**取り組む課題**:
1 - パッケージ監視装置の説明文を読み、次の問いに答えなさい。
(a) 発光素子26は、何に沿って光を発するか。
(b) 発光素子26と受光素子27は、どこに配置されているか。
(c) 本発明は、どのような機械で用いられる装置に関するものか。
2 - パッケージ監視装置の説明文の【課題】によると、この装置は何をねらいとしているか。抑えようとしている誤検出の原因も含めて説明しなさい。
3 - パッケージ監視装置の説明文を、最後の段落【0001】の続きから書き進めなさい。

**本文**:
%%

説明

パッケージ監視装置

【課題】発光素子と受光素子を用いて糸巻取途中におけるパッケージ表面状態を監視するとともに、ドラム表面での光の乱反射に起因する不良糸部分の誤検出を抑えることである。
【解決手段】糸巻取中にパッケージPの表面を監視するパッケージ監視装置25は、パッケージPの表面に沿って光を発する発光素子26、及び、発光素子26からの光を受光する受光素子27とを備え、発光素子26と受光素子27は、共に、パッケージPとこのパッケージPに接触する綾振ドラム13との接点近傍からパッケージPの周方向に離れた位置に配置されている。

【発明の詳細な説明】
【技術分野】
【0001】
本発明は、糸を巻取管に巻取ってパッケージを形成する糸巻取機において、糸巻取中にパッケージの表面を監視するパッケージ監視装置に関する。

%%

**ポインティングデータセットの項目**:

%%

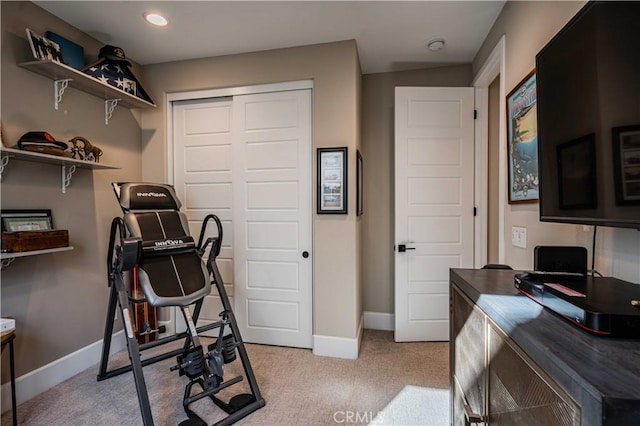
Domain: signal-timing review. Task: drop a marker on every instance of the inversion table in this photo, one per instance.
(152, 239)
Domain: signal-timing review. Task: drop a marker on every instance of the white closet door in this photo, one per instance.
(272, 213)
(249, 161)
(203, 161)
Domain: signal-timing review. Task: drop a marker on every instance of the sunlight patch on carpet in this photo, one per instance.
(416, 405)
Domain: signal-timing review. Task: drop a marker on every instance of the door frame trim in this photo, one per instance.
(193, 95)
(493, 67)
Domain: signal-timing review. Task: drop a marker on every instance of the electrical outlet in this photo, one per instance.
(519, 236)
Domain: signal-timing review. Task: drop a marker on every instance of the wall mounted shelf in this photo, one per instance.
(64, 162)
(64, 76)
(8, 258)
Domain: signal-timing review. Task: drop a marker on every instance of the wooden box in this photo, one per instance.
(34, 240)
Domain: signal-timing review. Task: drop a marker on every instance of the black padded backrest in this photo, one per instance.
(136, 196)
(171, 272)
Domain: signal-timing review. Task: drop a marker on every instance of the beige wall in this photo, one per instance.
(377, 151)
(527, 27)
(59, 300)
(493, 170)
(335, 71)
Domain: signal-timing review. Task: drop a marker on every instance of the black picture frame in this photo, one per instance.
(522, 141)
(359, 184)
(577, 178)
(332, 190)
(626, 164)
(26, 220)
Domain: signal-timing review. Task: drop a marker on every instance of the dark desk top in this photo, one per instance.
(608, 369)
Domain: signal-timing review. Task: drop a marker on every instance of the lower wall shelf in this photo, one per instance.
(8, 258)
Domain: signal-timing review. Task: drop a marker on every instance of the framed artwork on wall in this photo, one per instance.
(332, 181)
(626, 164)
(522, 141)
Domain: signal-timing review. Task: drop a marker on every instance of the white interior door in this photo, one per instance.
(434, 169)
(203, 163)
(272, 212)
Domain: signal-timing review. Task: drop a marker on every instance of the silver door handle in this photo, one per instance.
(402, 248)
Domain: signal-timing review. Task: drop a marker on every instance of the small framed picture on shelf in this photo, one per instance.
(626, 163)
(26, 220)
(332, 181)
(42, 48)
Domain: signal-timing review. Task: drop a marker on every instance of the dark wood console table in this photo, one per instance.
(515, 362)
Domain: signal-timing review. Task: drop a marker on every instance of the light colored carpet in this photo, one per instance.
(399, 383)
(416, 405)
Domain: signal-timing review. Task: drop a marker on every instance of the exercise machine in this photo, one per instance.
(152, 241)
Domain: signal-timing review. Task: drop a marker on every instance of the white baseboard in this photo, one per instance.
(379, 321)
(338, 347)
(56, 372)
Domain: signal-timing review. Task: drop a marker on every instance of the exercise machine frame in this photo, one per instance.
(121, 259)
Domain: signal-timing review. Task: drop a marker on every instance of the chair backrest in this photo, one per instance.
(171, 271)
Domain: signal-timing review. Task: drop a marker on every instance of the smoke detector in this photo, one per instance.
(435, 44)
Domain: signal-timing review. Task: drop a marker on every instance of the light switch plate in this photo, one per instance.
(519, 236)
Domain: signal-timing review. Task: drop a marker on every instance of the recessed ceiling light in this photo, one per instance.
(435, 44)
(156, 19)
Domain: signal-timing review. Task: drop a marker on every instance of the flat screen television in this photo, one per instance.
(588, 114)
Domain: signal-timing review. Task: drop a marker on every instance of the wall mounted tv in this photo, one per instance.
(588, 102)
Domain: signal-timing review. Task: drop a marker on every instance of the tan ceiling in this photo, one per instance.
(390, 35)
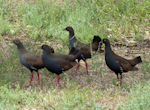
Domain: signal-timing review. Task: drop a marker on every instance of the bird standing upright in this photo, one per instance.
(117, 63)
(57, 63)
(84, 48)
(29, 60)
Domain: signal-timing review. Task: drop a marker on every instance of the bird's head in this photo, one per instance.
(47, 48)
(105, 41)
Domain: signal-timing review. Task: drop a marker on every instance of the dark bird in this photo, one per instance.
(84, 48)
(117, 63)
(58, 63)
(30, 60)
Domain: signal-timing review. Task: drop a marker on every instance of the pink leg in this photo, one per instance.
(117, 78)
(121, 76)
(38, 77)
(77, 66)
(57, 80)
(121, 80)
(31, 79)
(86, 67)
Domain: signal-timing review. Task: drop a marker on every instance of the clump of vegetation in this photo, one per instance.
(42, 21)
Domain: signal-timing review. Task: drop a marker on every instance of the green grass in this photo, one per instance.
(39, 21)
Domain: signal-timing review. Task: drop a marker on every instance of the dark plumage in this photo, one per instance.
(30, 60)
(117, 63)
(84, 48)
(57, 63)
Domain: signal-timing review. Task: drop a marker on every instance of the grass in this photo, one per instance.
(42, 22)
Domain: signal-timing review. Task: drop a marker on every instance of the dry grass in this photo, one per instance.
(99, 79)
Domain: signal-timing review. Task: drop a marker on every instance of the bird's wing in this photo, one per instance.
(34, 60)
(65, 64)
(126, 66)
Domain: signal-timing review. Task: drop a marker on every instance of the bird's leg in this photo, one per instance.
(77, 66)
(31, 78)
(118, 79)
(38, 77)
(121, 76)
(121, 80)
(57, 80)
(86, 67)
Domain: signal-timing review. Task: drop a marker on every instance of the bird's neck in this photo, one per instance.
(108, 49)
(72, 39)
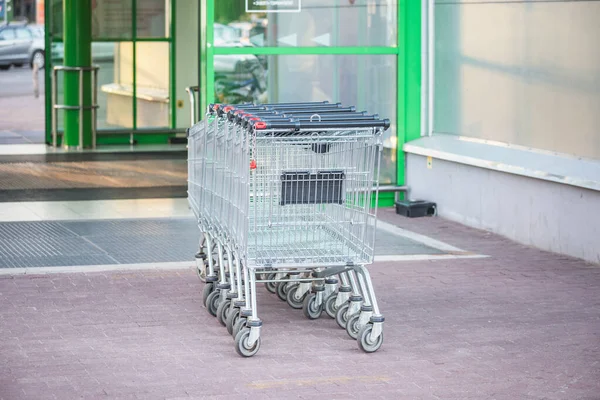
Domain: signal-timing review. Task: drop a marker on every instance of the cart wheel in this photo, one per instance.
(310, 308)
(271, 286)
(232, 317)
(201, 272)
(352, 327)
(241, 344)
(330, 306)
(292, 301)
(238, 326)
(365, 342)
(282, 289)
(341, 316)
(212, 303)
(222, 311)
(208, 289)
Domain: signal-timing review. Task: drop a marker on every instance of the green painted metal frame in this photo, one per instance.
(408, 56)
(154, 138)
(409, 80)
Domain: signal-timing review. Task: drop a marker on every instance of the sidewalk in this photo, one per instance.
(520, 324)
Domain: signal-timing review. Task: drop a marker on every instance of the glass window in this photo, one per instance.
(7, 34)
(112, 19)
(56, 18)
(319, 23)
(152, 90)
(115, 85)
(23, 33)
(367, 82)
(152, 18)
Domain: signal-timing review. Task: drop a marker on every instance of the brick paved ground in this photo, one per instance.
(522, 324)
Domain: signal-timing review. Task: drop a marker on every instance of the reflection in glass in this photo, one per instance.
(112, 19)
(319, 23)
(239, 78)
(152, 90)
(152, 17)
(115, 90)
(367, 82)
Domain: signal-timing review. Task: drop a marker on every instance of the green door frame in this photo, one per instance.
(408, 57)
(140, 135)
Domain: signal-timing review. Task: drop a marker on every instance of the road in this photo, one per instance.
(22, 116)
(18, 82)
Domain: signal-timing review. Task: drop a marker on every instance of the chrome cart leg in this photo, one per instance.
(352, 307)
(211, 277)
(234, 313)
(370, 336)
(357, 321)
(218, 296)
(227, 304)
(247, 341)
(201, 260)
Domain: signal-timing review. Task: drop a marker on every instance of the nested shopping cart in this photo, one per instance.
(286, 195)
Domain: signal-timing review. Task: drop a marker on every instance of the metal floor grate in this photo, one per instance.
(133, 241)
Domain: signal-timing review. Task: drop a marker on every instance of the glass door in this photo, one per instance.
(310, 50)
(133, 44)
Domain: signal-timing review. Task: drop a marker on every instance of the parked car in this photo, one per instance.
(19, 45)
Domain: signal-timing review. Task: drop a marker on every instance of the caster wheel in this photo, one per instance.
(232, 316)
(310, 308)
(352, 327)
(365, 342)
(291, 300)
(201, 272)
(212, 303)
(282, 289)
(271, 286)
(208, 289)
(330, 306)
(222, 312)
(341, 316)
(238, 326)
(241, 344)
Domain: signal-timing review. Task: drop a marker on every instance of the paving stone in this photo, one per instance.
(521, 324)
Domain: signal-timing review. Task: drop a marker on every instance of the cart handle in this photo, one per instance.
(297, 125)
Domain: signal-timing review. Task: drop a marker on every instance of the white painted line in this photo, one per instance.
(191, 265)
(98, 268)
(427, 257)
(426, 240)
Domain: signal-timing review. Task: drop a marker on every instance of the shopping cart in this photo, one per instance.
(286, 195)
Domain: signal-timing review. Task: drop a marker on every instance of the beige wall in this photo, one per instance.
(523, 72)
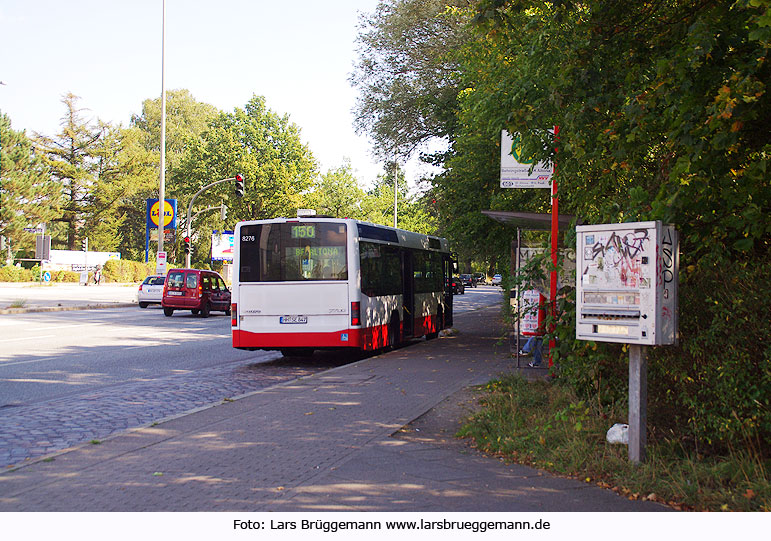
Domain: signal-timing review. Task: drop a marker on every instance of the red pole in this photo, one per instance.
(554, 236)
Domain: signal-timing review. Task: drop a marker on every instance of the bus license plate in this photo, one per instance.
(293, 319)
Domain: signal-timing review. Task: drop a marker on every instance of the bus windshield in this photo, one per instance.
(283, 252)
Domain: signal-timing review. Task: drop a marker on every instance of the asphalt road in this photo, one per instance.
(71, 377)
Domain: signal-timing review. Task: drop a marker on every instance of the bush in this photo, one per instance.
(713, 390)
(123, 270)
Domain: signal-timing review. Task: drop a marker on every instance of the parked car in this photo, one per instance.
(199, 291)
(468, 280)
(457, 286)
(151, 291)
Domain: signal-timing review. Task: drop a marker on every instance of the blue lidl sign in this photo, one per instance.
(168, 217)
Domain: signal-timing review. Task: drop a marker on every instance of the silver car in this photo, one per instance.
(151, 291)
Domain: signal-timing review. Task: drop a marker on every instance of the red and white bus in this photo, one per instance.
(321, 283)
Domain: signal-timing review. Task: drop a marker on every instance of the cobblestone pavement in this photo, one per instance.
(33, 431)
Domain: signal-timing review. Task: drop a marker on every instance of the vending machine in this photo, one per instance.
(626, 287)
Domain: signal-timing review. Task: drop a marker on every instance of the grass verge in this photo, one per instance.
(544, 425)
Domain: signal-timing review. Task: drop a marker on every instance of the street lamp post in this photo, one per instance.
(189, 218)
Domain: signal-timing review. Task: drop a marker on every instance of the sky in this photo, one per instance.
(299, 55)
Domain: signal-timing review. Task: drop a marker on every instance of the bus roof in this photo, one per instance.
(370, 231)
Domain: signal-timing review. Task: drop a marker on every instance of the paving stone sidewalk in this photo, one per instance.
(320, 443)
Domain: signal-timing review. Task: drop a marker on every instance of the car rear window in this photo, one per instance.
(176, 279)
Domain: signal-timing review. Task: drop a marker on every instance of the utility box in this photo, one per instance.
(626, 288)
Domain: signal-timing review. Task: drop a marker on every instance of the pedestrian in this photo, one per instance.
(533, 345)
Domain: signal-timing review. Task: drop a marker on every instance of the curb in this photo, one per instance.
(66, 308)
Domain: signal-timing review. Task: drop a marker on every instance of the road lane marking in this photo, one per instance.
(27, 338)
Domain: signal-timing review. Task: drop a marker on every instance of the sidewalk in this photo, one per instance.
(326, 442)
(23, 297)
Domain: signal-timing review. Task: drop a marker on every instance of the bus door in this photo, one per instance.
(449, 266)
(408, 294)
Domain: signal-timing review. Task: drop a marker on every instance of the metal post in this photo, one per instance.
(162, 191)
(519, 292)
(638, 402)
(189, 217)
(554, 239)
(396, 192)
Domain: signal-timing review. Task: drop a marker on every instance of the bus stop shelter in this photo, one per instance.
(523, 221)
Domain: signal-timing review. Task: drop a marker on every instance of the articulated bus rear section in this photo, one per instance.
(316, 283)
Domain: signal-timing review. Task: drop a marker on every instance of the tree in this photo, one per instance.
(127, 174)
(27, 195)
(378, 204)
(407, 75)
(72, 157)
(266, 148)
(337, 193)
(186, 118)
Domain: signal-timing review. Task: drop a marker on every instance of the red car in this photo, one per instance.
(200, 291)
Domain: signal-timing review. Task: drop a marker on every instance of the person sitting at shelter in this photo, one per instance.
(533, 345)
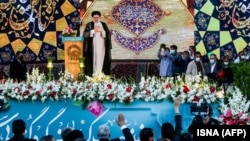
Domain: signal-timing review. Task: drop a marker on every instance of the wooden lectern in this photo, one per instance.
(73, 50)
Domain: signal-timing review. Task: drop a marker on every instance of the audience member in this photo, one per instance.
(18, 129)
(166, 61)
(48, 138)
(185, 59)
(212, 68)
(227, 77)
(167, 130)
(176, 60)
(147, 134)
(195, 67)
(186, 137)
(104, 131)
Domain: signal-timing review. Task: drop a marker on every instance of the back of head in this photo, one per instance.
(65, 132)
(73, 135)
(167, 130)
(103, 132)
(18, 127)
(48, 138)
(174, 47)
(146, 133)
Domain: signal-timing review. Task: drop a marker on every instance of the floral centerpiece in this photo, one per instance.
(235, 109)
(68, 32)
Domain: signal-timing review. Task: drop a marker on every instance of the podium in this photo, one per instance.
(73, 50)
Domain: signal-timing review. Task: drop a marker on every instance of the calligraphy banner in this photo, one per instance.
(34, 27)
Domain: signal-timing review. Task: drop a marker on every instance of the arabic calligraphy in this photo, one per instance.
(137, 16)
(235, 14)
(27, 17)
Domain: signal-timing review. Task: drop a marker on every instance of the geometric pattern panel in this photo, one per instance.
(226, 26)
(34, 27)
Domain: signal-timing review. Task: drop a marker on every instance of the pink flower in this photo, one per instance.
(185, 89)
(17, 89)
(196, 99)
(128, 89)
(228, 113)
(109, 86)
(212, 89)
(95, 108)
(111, 96)
(168, 86)
(26, 92)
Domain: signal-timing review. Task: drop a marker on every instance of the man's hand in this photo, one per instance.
(120, 120)
(177, 103)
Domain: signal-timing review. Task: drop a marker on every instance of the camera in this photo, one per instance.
(198, 109)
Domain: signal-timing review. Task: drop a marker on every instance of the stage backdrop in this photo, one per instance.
(140, 26)
(222, 26)
(35, 27)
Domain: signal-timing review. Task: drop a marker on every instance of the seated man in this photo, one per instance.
(167, 130)
(147, 134)
(18, 129)
(104, 132)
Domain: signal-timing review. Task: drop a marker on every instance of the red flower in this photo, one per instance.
(88, 87)
(127, 100)
(128, 89)
(109, 86)
(111, 97)
(168, 86)
(29, 86)
(148, 92)
(212, 89)
(26, 92)
(53, 94)
(196, 99)
(49, 87)
(37, 93)
(185, 89)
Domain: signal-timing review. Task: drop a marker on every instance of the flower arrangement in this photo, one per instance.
(35, 76)
(68, 32)
(235, 109)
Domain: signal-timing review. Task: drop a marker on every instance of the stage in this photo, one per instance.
(119, 68)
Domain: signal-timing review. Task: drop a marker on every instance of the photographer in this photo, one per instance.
(204, 116)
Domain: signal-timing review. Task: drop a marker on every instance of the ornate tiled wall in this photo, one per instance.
(222, 26)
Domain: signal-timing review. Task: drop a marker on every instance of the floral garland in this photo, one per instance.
(192, 89)
(99, 88)
(235, 109)
(105, 88)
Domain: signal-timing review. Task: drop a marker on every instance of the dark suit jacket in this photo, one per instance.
(88, 49)
(178, 129)
(127, 134)
(20, 138)
(213, 75)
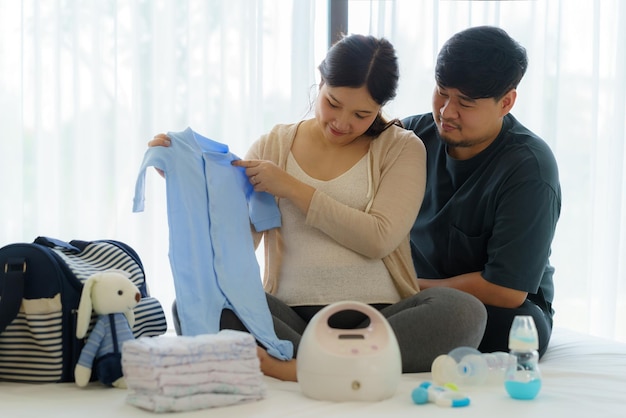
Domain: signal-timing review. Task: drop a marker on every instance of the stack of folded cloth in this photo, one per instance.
(170, 374)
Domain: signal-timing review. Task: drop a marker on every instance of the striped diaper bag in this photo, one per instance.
(40, 288)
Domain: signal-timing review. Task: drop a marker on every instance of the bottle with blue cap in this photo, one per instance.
(522, 379)
(466, 366)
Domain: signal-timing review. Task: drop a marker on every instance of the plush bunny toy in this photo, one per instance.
(113, 296)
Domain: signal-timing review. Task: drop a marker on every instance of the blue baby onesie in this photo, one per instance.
(210, 205)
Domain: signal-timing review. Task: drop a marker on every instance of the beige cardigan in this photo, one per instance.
(397, 167)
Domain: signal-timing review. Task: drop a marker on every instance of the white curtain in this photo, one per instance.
(84, 84)
(574, 96)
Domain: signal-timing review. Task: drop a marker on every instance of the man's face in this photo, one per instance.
(468, 125)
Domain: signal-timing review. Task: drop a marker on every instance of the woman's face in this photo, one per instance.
(345, 113)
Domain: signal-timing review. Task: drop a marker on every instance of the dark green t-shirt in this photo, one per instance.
(495, 213)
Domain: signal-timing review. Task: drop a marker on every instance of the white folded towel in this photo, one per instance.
(170, 351)
(159, 403)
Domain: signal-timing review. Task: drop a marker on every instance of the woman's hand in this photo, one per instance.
(160, 140)
(266, 176)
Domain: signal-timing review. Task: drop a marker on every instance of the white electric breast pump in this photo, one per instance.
(362, 364)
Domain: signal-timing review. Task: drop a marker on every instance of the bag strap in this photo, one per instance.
(53, 242)
(12, 291)
(113, 332)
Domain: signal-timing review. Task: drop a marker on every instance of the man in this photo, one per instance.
(492, 196)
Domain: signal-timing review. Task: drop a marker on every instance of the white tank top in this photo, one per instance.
(316, 270)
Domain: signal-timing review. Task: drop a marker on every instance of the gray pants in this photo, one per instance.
(430, 323)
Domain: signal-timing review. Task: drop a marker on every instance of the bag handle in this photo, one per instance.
(12, 290)
(53, 242)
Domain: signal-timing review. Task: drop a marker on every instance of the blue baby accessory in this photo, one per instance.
(210, 205)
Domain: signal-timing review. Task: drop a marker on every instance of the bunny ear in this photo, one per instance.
(84, 308)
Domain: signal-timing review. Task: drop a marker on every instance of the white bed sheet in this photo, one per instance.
(582, 376)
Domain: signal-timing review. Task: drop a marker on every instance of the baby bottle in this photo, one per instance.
(522, 379)
(466, 366)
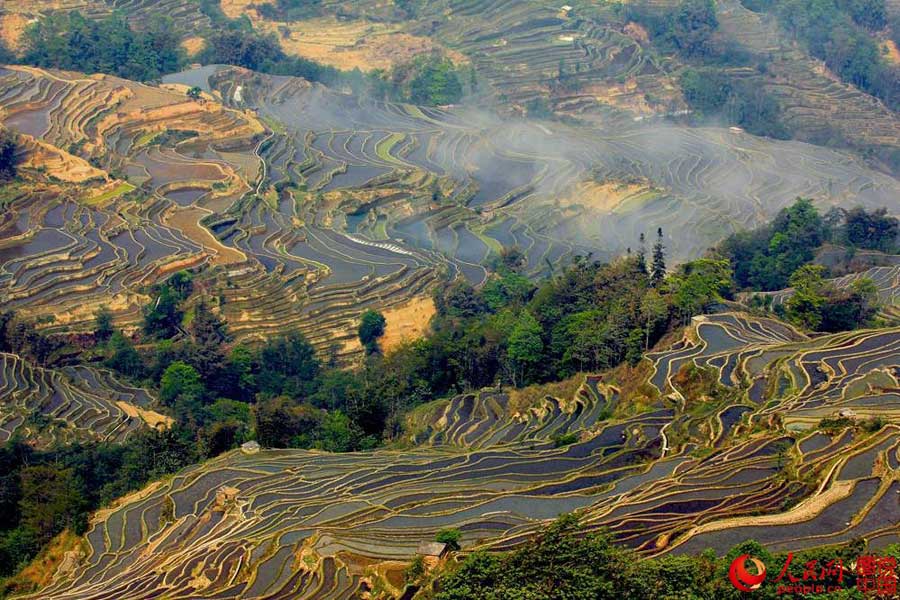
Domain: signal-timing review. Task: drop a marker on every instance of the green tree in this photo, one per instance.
(287, 365)
(50, 502)
(371, 327)
(874, 230)
(8, 148)
(103, 327)
(449, 536)
(435, 83)
(337, 433)
(658, 267)
(525, 346)
(123, 357)
(162, 316)
(180, 380)
(804, 307)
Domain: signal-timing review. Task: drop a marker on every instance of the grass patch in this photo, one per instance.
(120, 190)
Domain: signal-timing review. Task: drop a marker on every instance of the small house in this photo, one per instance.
(226, 495)
(432, 553)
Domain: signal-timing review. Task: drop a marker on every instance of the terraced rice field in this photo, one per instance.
(676, 477)
(314, 205)
(886, 280)
(71, 404)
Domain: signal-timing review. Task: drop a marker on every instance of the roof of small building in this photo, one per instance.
(431, 549)
(251, 446)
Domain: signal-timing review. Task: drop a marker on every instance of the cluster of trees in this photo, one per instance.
(566, 561)
(590, 317)
(839, 33)
(44, 492)
(687, 28)
(68, 40)
(240, 45)
(765, 258)
(428, 79)
(818, 305)
(715, 93)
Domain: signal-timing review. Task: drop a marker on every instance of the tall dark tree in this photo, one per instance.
(7, 155)
(658, 268)
(371, 327)
(642, 253)
(103, 327)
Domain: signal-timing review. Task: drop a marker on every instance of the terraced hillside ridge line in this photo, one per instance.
(813, 102)
(682, 474)
(505, 176)
(313, 206)
(71, 404)
(886, 280)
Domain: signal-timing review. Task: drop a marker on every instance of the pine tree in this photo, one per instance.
(642, 254)
(658, 272)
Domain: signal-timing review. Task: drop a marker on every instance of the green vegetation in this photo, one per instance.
(7, 155)
(687, 28)
(450, 537)
(74, 42)
(871, 230)
(566, 561)
(765, 258)
(714, 93)
(371, 327)
(838, 33)
(818, 306)
(44, 492)
(428, 79)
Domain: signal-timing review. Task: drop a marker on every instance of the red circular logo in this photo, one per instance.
(743, 579)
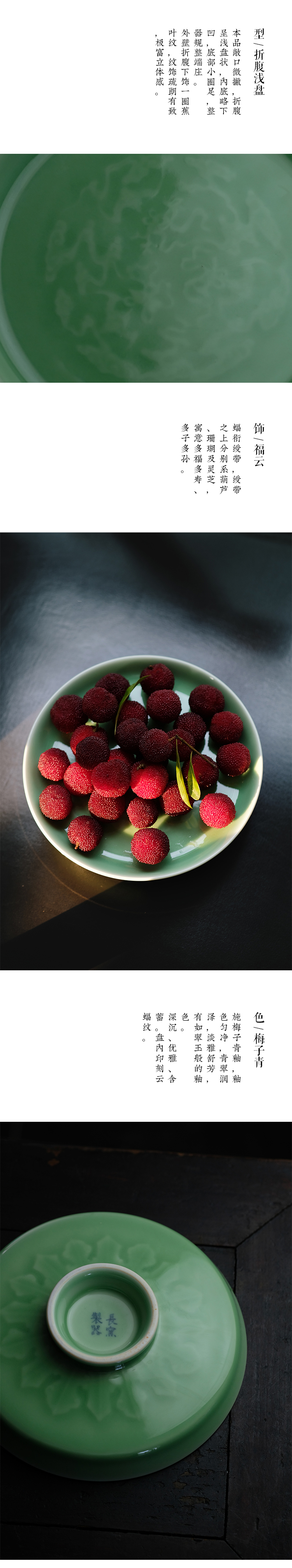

%%

**課題の解答**:
1 -
(a) パッケージPの表面に沿って光を発する。
(b) パッケージPと、これに接触する綾振ドラム13との接点近傍から、パッケージPの周方向に離れた位置に配置されている。
(c) 糸を巻取管に巻取ってパッケージを形成する糸巻取機である。

2 - 発光素子と受光素子を用いて、糸巻取の途中でパッケージの表面状態を監視することをねらいとしている。あわせて、ドラム表面での光の乱反射が原因で不良糸部分を誤って検出してしまうことを抑えることも目的としている。

3 -
【背景技術】
【0002】
従来から、糸を巻取管に巻取ってパッケージを形成する糸巻取機として、自動ワインダが知られている。特許文献1に開示されているように、自動ワインダは、給糸ボビンから解舒された糸に存在する欠陥を検出し除去する糸欠陥検出装置と、糸切れ時、あるいは、糸欠陥検出装置による糸欠陥除去時(糸切断時)に、パッケージ側の糸端と給糸ボビン側の糸端をそれぞれ捕捉する2つの糸端捕捉手段と、2つの糸端捕捉手段でそれぞれ捕捉された2本の糸を継ぐ糸継装置と、クレードルアームに支持される巻取管に形成されるパッケージの表面に接触し、パッケージを接触摩擦によって回転駆動する駆動ドラム(綾振ドラム)等を備えている。
【0003】
ここで、パッケージの形成途中(糸巻取途中)において、糸自体の欠陥は、糸欠陥検出装置によって除去されるため、この糸欠陥により不良パッケージが発生するということは通常ない。しかし、このような糸自体の欠陥以外の糸不良がパッケージに混入することによって不良パッケージが発生してしまうことは想定され得る。例えば、糸切れ後や糸欠陥除去後の糸継装置による糸継時に、糸端捕捉手段(サクションマウス)によってパッケージ側の糸端を捕捉する際に、糸端を捕捉すると同時に、既にパッケージに巻かれた糸をも引き出してしまうこと(二重口出し)によって、パッケージ表面から糸が飛び出してしまう。また、周囲に浮遊する糸屑がパッケージ表面に付着することも考えられる。このようなパッケージ表面から飛び出した糸部分(不良糸部分)がパッケージに巻取られて一旦パッケージ内部に混入してしまうと、このような不良糸部分を次工程に進む前に発見する(即ち、不良パッケージであると判断する)ことは難しい。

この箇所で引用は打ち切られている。